## [Required actions]
• A. In the CUDA atomic operations post, what fix is the possible remaining shared-memory issue said to follow?
• B. Translate this sentence from the CUDA atomic operations post into Spanish: "Is it possible that there would be an issue remaining with atomic operations in shared memory following the fix in #642 in CUDAnative?"
• C. Please return the CUDA atomic operations post from "However, it throws" up to and including "function kernel4(x)", copied word for word.

## [Quoted text]
Kernel for building histogram on GPU

Is it possible that there would be an issue remaining with atomic operations in shared memory following the fix in #642 in CUDAnative? Using the variation on the test that was introduced with the fix the following works:

using CUDA
function kernel3(x)
    tid = threadIdx().x
    shared = @cuStaticSharedMem(Float32, 4)
    fill!(shared, 1f0)
    sync_threads()
    CUDA.atomic_add!(pointer(shared, tid), shared[tid + 2])
    sync_threads()
    CUDA.atomic_add!(pointer(x, 1), shared[1])
    return
end

x = CUDA.zeros(4)
@cuda threads = 2 kernel3(x)
x

However, it throws an error if the atomic add within the shared memory is repeated a second time (simplification of the iterations that would happens within a loop). The operations seems quite legit to me given the sync_threads() that occurs between those atomic adds. Am I missing something?

function kernel4(x)
    tid = threadIdx().x
    shared = @cuStaticSharedMem(Float32, 4)
    fill!(shared, 1f0)
    sync_threads()
    CUDA.atomic_add!(pointer(shared, tid), shared[tid + 2])
    sync_threads()
    CUDA.atomic_add!(pointer(shared, tid), shared[tid + 2])
    sync_threads()
    CUDA.atomic_add!(pointer(x, 1), shared[1])
    return
end

x = CUDA.zeros(4)

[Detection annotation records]

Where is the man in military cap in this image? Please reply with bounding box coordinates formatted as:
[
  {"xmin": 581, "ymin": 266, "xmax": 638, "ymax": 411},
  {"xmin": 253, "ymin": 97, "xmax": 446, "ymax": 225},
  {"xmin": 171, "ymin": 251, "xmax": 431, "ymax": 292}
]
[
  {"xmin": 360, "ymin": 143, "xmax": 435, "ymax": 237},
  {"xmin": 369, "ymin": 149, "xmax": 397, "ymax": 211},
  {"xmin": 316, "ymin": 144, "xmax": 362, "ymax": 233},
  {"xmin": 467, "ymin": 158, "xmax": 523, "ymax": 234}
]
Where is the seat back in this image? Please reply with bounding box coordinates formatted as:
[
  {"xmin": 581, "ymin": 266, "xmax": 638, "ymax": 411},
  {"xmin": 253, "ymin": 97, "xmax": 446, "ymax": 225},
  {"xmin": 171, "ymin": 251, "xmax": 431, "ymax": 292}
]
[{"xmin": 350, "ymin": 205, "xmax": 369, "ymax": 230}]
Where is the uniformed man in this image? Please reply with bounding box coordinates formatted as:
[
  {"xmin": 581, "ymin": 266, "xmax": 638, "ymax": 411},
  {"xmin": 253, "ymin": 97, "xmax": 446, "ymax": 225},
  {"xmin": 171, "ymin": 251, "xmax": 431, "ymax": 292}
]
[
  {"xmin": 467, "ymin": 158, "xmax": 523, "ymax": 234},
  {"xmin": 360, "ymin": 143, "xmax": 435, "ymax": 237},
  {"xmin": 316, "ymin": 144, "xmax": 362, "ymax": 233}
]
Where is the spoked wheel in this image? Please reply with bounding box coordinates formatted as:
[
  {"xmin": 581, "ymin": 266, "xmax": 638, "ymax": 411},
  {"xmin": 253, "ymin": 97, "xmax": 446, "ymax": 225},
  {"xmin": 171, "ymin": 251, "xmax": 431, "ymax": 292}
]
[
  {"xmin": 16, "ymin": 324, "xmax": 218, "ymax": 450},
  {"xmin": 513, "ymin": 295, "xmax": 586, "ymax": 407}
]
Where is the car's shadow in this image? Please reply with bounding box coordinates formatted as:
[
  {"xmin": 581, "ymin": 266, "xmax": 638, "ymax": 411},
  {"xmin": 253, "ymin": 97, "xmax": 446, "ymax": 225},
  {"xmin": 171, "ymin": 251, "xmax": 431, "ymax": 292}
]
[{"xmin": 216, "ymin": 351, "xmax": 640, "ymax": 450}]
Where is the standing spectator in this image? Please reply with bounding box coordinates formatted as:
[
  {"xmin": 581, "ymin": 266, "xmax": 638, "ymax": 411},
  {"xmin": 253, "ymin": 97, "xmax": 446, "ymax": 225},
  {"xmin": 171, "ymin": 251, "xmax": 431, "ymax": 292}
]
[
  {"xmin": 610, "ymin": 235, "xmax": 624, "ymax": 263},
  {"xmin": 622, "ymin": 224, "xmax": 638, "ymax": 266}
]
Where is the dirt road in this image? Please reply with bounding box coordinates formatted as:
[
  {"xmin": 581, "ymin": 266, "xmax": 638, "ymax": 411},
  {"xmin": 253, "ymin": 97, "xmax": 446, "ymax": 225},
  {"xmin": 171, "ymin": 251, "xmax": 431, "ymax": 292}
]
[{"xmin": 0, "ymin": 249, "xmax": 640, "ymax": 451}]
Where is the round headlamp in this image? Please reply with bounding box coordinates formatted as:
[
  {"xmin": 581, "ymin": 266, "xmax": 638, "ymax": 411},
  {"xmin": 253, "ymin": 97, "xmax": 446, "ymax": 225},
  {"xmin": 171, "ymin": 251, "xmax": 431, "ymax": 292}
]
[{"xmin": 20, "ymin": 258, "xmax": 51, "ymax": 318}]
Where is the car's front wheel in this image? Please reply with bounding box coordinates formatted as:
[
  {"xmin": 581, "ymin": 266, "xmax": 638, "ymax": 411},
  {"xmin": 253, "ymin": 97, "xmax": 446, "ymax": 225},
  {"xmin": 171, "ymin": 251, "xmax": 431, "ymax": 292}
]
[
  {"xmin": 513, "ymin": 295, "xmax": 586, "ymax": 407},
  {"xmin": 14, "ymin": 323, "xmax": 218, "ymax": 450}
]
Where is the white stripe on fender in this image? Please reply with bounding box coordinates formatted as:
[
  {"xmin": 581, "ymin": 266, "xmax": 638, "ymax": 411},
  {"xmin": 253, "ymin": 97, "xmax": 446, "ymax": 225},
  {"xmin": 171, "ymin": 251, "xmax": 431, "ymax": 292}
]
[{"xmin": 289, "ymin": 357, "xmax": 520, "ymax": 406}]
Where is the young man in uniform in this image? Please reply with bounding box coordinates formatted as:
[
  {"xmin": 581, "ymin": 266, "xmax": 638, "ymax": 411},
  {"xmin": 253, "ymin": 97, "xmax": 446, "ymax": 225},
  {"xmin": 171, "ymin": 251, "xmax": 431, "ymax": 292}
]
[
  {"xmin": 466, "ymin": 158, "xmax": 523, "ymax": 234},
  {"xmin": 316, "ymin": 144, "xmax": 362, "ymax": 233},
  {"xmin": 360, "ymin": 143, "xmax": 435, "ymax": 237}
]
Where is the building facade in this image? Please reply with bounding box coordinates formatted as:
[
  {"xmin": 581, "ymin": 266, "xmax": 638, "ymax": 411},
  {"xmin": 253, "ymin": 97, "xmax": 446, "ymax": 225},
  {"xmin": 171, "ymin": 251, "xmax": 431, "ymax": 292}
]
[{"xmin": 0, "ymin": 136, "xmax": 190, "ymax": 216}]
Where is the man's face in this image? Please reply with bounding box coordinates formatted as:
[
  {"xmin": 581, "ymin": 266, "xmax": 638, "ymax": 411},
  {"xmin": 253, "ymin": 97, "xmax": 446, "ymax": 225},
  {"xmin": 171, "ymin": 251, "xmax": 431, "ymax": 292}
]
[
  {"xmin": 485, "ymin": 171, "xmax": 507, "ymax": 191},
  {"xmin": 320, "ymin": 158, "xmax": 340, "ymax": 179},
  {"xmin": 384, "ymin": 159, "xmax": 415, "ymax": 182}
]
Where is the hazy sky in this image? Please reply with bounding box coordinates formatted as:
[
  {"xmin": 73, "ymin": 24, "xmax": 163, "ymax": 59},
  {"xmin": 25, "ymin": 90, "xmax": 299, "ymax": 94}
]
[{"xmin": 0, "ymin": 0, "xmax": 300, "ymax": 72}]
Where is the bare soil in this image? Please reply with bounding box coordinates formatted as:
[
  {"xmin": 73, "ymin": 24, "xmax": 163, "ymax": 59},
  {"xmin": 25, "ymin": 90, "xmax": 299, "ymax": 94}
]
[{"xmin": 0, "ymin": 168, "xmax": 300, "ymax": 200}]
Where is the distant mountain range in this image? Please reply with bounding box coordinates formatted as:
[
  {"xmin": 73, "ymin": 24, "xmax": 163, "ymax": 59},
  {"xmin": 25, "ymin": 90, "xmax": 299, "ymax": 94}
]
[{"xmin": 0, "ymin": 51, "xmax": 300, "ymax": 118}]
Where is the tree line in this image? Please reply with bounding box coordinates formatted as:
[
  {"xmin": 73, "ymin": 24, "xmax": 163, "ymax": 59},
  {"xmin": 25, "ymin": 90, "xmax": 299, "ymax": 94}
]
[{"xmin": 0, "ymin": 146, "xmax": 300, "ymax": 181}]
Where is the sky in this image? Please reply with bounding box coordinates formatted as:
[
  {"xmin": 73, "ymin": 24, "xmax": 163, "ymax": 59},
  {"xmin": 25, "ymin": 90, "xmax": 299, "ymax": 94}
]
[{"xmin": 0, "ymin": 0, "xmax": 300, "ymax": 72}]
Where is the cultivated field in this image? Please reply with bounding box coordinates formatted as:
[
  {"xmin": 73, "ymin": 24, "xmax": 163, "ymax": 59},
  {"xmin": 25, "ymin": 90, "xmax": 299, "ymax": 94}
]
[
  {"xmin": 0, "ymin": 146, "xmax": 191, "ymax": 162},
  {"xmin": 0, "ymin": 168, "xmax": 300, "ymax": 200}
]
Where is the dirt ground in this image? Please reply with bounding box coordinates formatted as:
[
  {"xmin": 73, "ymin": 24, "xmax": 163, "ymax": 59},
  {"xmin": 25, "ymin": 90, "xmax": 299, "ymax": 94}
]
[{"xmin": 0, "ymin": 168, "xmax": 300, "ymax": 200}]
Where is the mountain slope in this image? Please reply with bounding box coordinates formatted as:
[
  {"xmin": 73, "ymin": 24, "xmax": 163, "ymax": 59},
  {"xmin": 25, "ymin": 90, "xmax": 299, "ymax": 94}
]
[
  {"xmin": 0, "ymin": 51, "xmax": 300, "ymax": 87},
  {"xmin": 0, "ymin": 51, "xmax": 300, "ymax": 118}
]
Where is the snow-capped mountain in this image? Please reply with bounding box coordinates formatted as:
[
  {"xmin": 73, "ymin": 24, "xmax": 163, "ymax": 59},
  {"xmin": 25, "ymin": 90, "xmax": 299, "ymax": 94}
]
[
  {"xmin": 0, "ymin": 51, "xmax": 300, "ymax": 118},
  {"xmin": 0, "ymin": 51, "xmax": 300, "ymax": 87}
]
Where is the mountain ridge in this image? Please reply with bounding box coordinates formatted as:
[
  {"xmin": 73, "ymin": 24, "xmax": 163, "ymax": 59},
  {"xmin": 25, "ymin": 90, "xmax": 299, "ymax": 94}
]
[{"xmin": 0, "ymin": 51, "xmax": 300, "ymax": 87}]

## [The answers]
• A. The fix in #642 in CUDAnative.

• B. ¿Es posible que quede algún problema con las operaciones atómicas en memoria compartida después de la corrección de #642 en CUDAnative?

• C.
However, it throws an error if the atomic add within the shared memory is repeated a second time (simplification of the iterations that would happens within a loop). The operations seems quite legit to me given the sync_threads() that occurs between those atomic adds. Am I missing something?

function kernel4(x)